EXERCISES
[a] Reproduce the NFS patch below word for word, everything from "Signed-off-by: Fred Isaman" down to "insertions(+), 56 deletions(-)".
[b] Answer these questions about the NFS patch below:
(i) How many files does the patch change in total?
(ii) In fs/nfs/nfs4filelayout.c, what does the patch replace lo->inode with?
(iii) Whose name appears on the Signed-off-by line?

PROVIDED TEXT
++++++++++++++++++++

Signed-off-by: Fred Isaman <[email protected]>
---
fs/nfs/nfs4filelayout.c | 6 +-
fs/nfs/pnfs.c | 94 +++++++++++++++++++++++-----------------------
fs/nfs/pnfs.h | 12 +++---
3 files changed, 56 insertions(+), 56 deletions(-)

diff --git a/fs/nfs/nfs4filelayout.c b/fs/nfs/nfs4filelayout.c
index 738d6a4..23f930c 100644
--- a/fs/nfs/nfs4filelayout.c
+++ b/fs/nfs/nfs4filelayout.c
@@ -82,7 +82,7 @@ filelayout_check_layout(struct pnfs_layout_hdr *lo,
{
struct nfs4_file_layout_dsaddr *dsaddr;
int status = -EINVAL;
- struct nfs_server *nfss = NFS_SERVER(lo->inode);
+ struct nfs_server *nfss = NFS_SERVER(lo->plh_inode);

dprintk("--> %s\n", __func__);

@@ -101,7 +101,7 @@ filelayout_check_layout(struct pnfs_layout_hdr *lo,
/* find and reference the deviceid */
dsaddr = nfs4_fl_find_get_deviceid(nfss->nfs_client, id);
if (dsaddr == NULL) {
- dsaddr = get_device_info(lo->inode, id);
+ dsaddr = get_device_info(lo->plh_inode, id);
if (dsaddr == NULL)
goto out;
}
@@ -243,7 +243,7 @@ filelayout_alloc_lseg(struct pnfs_layout_hdr *layoutid,
static void
filelayout_free_lseg(struct pnfs_layout_segment *lseg)

++++++++++++++++++++

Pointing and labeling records
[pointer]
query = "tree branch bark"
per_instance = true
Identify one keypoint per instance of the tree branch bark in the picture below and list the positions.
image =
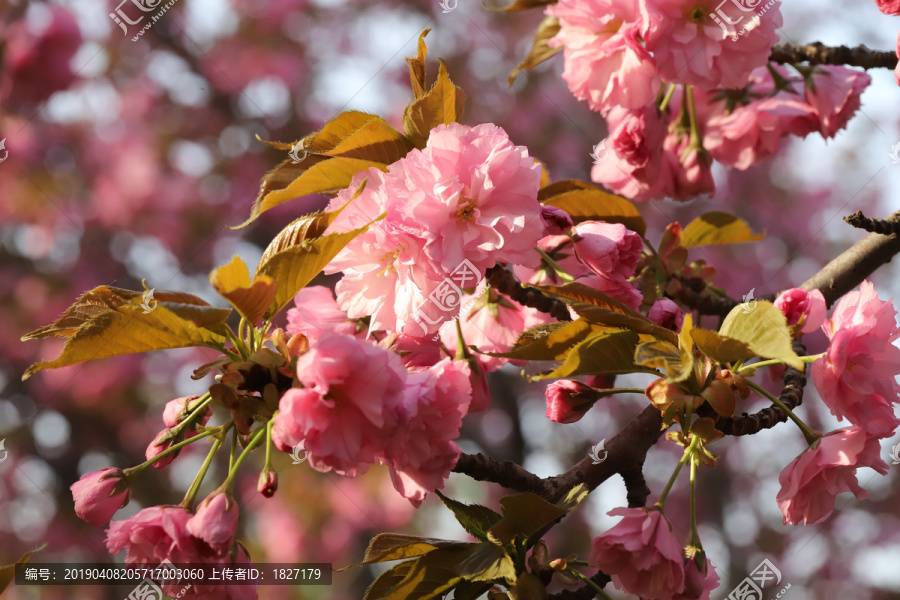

++++++++++++++++++++

THE RESPONSES
[a]
Signed-off-by: Fred Isaman <[email protected]>
---
fs/nfs/nfs4filelayout.c | 6 +-
fs/nfs/pnfs.c | 94 +++++++++++++++++++++++-----------------------
fs/nfs/pnfs.h | 12 +++---
3 files changed, 56 insertions(+), 56 deletions(-)

[b]
(i) 3 files
(ii) lo->plh_inode
(iii) Fred Isaman